Job: Reproduce the following listing word for word, from its first line through its last.

(Coordinate labeling data)
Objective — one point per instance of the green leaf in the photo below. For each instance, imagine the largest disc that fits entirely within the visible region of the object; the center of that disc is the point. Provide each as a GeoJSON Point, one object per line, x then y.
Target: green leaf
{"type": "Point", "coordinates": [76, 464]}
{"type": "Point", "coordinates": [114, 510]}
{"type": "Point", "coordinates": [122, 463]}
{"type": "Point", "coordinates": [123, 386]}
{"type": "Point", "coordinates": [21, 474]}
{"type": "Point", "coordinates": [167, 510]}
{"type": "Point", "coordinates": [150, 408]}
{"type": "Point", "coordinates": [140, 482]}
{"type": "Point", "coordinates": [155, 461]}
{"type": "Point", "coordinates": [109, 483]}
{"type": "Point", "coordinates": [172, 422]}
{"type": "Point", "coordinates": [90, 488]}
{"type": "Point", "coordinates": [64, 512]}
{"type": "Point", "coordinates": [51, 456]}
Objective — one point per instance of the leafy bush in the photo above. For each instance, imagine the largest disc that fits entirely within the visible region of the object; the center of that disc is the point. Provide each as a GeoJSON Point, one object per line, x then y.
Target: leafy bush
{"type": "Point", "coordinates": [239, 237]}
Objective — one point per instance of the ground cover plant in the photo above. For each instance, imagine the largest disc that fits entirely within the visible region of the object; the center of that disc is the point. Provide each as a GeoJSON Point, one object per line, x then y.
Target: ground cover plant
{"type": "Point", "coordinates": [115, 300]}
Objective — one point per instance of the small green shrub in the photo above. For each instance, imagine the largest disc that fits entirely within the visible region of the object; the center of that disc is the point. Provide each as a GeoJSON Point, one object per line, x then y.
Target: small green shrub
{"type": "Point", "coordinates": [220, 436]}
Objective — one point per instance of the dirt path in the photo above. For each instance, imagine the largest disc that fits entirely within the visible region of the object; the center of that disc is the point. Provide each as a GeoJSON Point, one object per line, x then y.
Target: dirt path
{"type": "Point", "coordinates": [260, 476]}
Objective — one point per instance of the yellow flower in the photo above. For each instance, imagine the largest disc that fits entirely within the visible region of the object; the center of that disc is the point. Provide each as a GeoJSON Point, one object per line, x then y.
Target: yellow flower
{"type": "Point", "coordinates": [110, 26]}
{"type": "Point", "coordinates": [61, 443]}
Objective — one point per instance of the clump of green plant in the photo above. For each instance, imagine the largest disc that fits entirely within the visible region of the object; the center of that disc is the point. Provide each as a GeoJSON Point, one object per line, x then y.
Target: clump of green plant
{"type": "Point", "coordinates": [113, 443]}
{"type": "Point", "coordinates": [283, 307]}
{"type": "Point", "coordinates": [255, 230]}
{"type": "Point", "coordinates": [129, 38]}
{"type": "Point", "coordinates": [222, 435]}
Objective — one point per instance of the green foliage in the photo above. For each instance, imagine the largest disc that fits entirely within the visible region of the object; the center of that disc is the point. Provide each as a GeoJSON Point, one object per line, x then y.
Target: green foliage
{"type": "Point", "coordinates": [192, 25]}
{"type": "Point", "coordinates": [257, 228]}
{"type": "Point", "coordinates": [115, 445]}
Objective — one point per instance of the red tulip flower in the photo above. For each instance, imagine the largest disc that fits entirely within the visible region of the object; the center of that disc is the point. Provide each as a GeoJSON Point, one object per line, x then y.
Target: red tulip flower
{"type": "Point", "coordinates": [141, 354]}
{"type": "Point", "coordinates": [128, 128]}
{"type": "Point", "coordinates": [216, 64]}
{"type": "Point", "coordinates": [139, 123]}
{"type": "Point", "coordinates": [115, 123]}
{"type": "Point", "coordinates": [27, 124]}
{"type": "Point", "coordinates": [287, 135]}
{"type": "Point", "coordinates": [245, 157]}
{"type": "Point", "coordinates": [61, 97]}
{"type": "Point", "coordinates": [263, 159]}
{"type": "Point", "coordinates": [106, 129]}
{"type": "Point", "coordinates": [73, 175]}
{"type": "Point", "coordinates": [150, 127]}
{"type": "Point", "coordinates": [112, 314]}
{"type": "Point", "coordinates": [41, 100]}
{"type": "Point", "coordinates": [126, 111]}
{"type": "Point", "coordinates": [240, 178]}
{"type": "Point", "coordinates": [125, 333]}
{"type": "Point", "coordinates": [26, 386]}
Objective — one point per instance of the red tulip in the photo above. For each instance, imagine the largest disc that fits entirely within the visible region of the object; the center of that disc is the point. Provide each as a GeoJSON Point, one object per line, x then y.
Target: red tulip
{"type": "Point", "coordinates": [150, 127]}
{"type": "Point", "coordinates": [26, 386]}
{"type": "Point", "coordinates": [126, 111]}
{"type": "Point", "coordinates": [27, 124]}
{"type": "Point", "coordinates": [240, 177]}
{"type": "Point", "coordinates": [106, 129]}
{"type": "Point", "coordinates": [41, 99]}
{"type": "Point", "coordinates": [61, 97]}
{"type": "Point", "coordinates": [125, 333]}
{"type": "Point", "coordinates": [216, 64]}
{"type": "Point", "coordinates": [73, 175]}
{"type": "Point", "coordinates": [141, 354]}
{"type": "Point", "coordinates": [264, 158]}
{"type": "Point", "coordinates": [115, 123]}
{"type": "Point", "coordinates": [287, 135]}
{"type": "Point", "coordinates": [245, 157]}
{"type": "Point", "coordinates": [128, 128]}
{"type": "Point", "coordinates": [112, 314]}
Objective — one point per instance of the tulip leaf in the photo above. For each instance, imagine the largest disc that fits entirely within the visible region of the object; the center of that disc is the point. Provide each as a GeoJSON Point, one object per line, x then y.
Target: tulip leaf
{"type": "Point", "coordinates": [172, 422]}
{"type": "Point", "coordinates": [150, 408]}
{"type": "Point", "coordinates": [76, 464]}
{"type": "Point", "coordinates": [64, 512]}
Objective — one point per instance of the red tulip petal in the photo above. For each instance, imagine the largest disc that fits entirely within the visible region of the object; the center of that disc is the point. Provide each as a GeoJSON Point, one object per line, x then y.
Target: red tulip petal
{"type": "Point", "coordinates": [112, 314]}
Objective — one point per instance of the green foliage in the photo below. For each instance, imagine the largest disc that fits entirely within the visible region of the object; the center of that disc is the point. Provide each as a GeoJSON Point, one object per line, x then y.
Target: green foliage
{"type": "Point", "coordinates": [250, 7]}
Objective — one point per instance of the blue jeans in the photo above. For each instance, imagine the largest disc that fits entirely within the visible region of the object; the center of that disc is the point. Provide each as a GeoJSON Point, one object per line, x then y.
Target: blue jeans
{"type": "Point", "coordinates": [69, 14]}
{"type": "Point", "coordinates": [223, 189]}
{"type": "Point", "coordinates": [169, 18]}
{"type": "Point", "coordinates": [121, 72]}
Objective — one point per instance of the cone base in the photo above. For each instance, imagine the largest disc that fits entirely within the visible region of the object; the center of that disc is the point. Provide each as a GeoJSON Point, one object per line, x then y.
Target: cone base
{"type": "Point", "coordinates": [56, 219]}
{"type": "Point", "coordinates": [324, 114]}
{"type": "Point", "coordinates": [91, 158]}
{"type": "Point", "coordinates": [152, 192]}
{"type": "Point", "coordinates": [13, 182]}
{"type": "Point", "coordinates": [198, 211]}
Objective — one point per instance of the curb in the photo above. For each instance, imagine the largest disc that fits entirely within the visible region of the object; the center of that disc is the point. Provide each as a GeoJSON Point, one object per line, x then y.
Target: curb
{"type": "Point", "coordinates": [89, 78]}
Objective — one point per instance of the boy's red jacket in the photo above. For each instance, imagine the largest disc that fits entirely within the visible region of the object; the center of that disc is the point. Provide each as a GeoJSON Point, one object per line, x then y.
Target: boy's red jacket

Written answer:
Objective — one point per instance of the green leaf in the photo below. For each instance, imagine the largest disc that fits entirely within the visible region of the object; the center of that disc is the point. Provide each as a GeoJSON Point, one object per line, x then y.
Target: green leaf
{"type": "Point", "coordinates": [76, 464]}
{"type": "Point", "coordinates": [114, 510]}
{"type": "Point", "coordinates": [122, 463]}
{"type": "Point", "coordinates": [123, 386]}
{"type": "Point", "coordinates": [21, 474]}
{"type": "Point", "coordinates": [167, 510]}
{"type": "Point", "coordinates": [150, 408]}
{"type": "Point", "coordinates": [140, 482]}
{"type": "Point", "coordinates": [155, 461]}
{"type": "Point", "coordinates": [109, 483]}
{"type": "Point", "coordinates": [172, 422]}
{"type": "Point", "coordinates": [90, 488]}
{"type": "Point", "coordinates": [64, 512]}
{"type": "Point", "coordinates": [51, 456]}
Objective — one point per instance of the leafy bush in the photo above. For each instance, imagine the largest disc that fits entirely within the visible region of the object; the center of that disc is the point. Provide each as a GeoJSON Point, one object per line, x then y.
Target: leafy bush
{"type": "Point", "coordinates": [239, 237]}
Objective — one point per instance of the ground cover plant in the photo above. For each instance, imagine the largest disc that fits entirely within the visible region of the object; the center of that disc is the point. Provide each as a GeoJSON Point, one object per line, x then y.
Target: ground cover plant
{"type": "Point", "coordinates": [115, 300]}
Objective — one point per instance of the small green shrub in the photo above. For each instance, imagine the largest disc that fits entirely within the visible region of the object; the center of that disc is the point. Provide each as a GeoJSON Point, one object per line, x then y.
Target: small green shrub
{"type": "Point", "coordinates": [220, 436]}
Objective — one point per instance of the dirt path in the photo above. For each instance, imagine the largest disc that fits entirely within the visible region of the object; the center of that disc is the point. Provide each as a GeoJSON Point, one object per line, x then y.
Target: dirt path
{"type": "Point", "coordinates": [260, 476]}
Objective — one point per instance of the yellow flower in the photo above. For each instance, imagine the largest disc that fits entirely within the visible region of the object; the center of that disc is the point. Provide each as a GeoJSON Point, one object per line, x then y.
Target: yellow flower
{"type": "Point", "coordinates": [110, 26]}
{"type": "Point", "coordinates": [61, 443]}
Objective — one point per instance of the clump of green plant in the photo above. For each instance, imagine the largest disc that fits entirely within the visible region of the object; the center of that disc is the point. Provide each as a GeoJSON Point, one object per line, x then y.
Target: clump of green plant
{"type": "Point", "coordinates": [113, 443]}
{"type": "Point", "coordinates": [283, 307]}
{"type": "Point", "coordinates": [255, 230]}
{"type": "Point", "coordinates": [129, 38]}
{"type": "Point", "coordinates": [222, 435]}
Objective — one point per instance of the green foliage in the photo above. For each instance, imagine the largest disc that fits entirely within the visible region of the object; the center of that disc is the point. Provide each as a GeoJSON Point, one object per line, x then y.
Target: green foliage
{"type": "Point", "coordinates": [192, 25]}
{"type": "Point", "coordinates": [257, 228]}
{"type": "Point", "coordinates": [115, 445]}
Objective — one point per instance of the red tulip flower in the photo above. For each instance, imagine the largest disc that fits entirely within the visible region of the object; the center of that disc is the point. Provide each as a GeoJSON Point, one object per line, x then y.
Target: red tulip flower
{"type": "Point", "coordinates": [141, 354]}
{"type": "Point", "coordinates": [128, 128]}
{"type": "Point", "coordinates": [216, 64]}
{"type": "Point", "coordinates": [139, 123]}
{"type": "Point", "coordinates": [115, 123]}
{"type": "Point", "coordinates": [27, 124]}
{"type": "Point", "coordinates": [287, 135]}
{"type": "Point", "coordinates": [245, 157]}
{"type": "Point", "coordinates": [61, 97]}
{"type": "Point", "coordinates": [263, 159]}
{"type": "Point", "coordinates": [106, 129]}
{"type": "Point", "coordinates": [73, 175]}
{"type": "Point", "coordinates": [150, 127]}
{"type": "Point", "coordinates": [112, 314]}
{"type": "Point", "coordinates": [41, 100]}
{"type": "Point", "coordinates": [126, 111]}
{"type": "Point", "coordinates": [240, 178]}
{"type": "Point", "coordinates": [125, 333]}
{"type": "Point", "coordinates": [26, 386]}
Objective — one point per instance of the red tulip in the photo above. For each instance, imagine the largest disc that fits entirely within the visible region of the object; the center of that disc is the point. Provide each as a GeoJSON Point, one object per line, x then y.
Target: red tulip
{"type": "Point", "coordinates": [150, 127]}
{"type": "Point", "coordinates": [26, 386]}
{"type": "Point", "coordinates": [126, 111]}
{"type": "Point", "coordinates": [27, 124]}
{"type": "Point", "coordinates": [240, 177]}
{"type": "Point", "coordinates": [106, 129]}
{"type": "Point", "coordinates": [41, 99]}
{"type": "Point", "coordinates": [61, 97]}
{"type": "Point", "coordinates": [125, 333]}
{"type": "Point", "coordinates": [216, 64]}
{"type": "Point", "coordinates": [73, 175]}
{"type": "Point", "coordinates": [141, 354]}
{"type": "Point", "coordinates": [264, 158]}
{"type": "Point", "coordinates": [115, 123]}
{"type": "Point", "coordinates": [287, 135]}
{"type": "Point", "coordinates": [245, 157]}
{"type": "Point", "coordinates": [128, 128]}
{"type": "Point", "coordinates": [112, 314]}
Objective — one point per instance of the tulip leaf in the photo above. For each instance, imagine the largest disc that fits entirely within the visible region of the object; the center of that disc is the point. Provide each as a GeoJSON Point, one object per line, x then y.
Target: tulip leaf
{"type": "Point", "coordinates": [172, 422]}
{"type": "Point", "coordinates": [150, 408]}
{"type": "Point", "coordinates": [76, 464]}
{"type": "Point", "coordinates": [64, 512]}
Objective — one point per instance of the red tulip petal in the photo above. For each instance, imagine the largest disc that fits entirely within the visible region of the object; the center of that disc is the point. Provide each as a GeoJSON Point, one object per line, x then y.
Target: red tulip petal
{"type": "Point", "coordinates": [112, 314]}
Objective — one point per instance of the green foliage in the photo below. For each instance, imagine the largest disc that fits entirely within the visible region of the object; the center of that disc is the point. Provide each as a GeoJSON Point, one object per line, x then y.
Target: green foliage
{"type": "Point", "coordinates": [250, 7]}
Objective — one point per instance of the blue jeans in the photo above. For each instance, imagine the largest disc that fits entirely within the visible region of the object; the center of that disc is the point. Provide each as a GeoJSON Point, one object per line, x then y.
Target: blue jeans
{"type": "Point", "coordinates": [69, 14]}
{"type": "Point", "coordinates": [223, 189]}
{"type": "Point", "coordinates": [169, 18]}
{"type": "Point", "coordinates": [121, 72]}
Objective — one point per instance of the cone base in the photo above. For each instance, imagine the largest disc that fits entirely within the visible region of the object; the center of that disc is the point. Provide each as a GeoJSON Point, one object per line, x then y.
Target: cone base
{"type": "Point", "coordinates": [56, 219]}
{"type": "Point", "coordinates": [324, 114]}
{"type": "Point", "coordinates": [91, 158]}
{"type": "Point", "coordinates": [152, 192]}
{"type": "Point", "coordinates": [13, 182]}
{"type": "Point", "coordinates": [198, 211]}
Objective — one point per instance of the curb in the photo above. For each instance, imagine the largest disc that fits entirely within the visible region of the object; the center of that disc is the point. Provide each as a GeoJSON Point, one object per line, x then y.
Target: curb
{"type": "Point", "coordinates": [89, 78]}
Objective — one point per instance of the boy's red jacket in the photo above. For each instance, imagine the largest disc that fits entirely within the visible region of the object; the center of that disc is the point. Provide each as a GeoJSON Point, one object per line, x then y.
Target: boy's red jacket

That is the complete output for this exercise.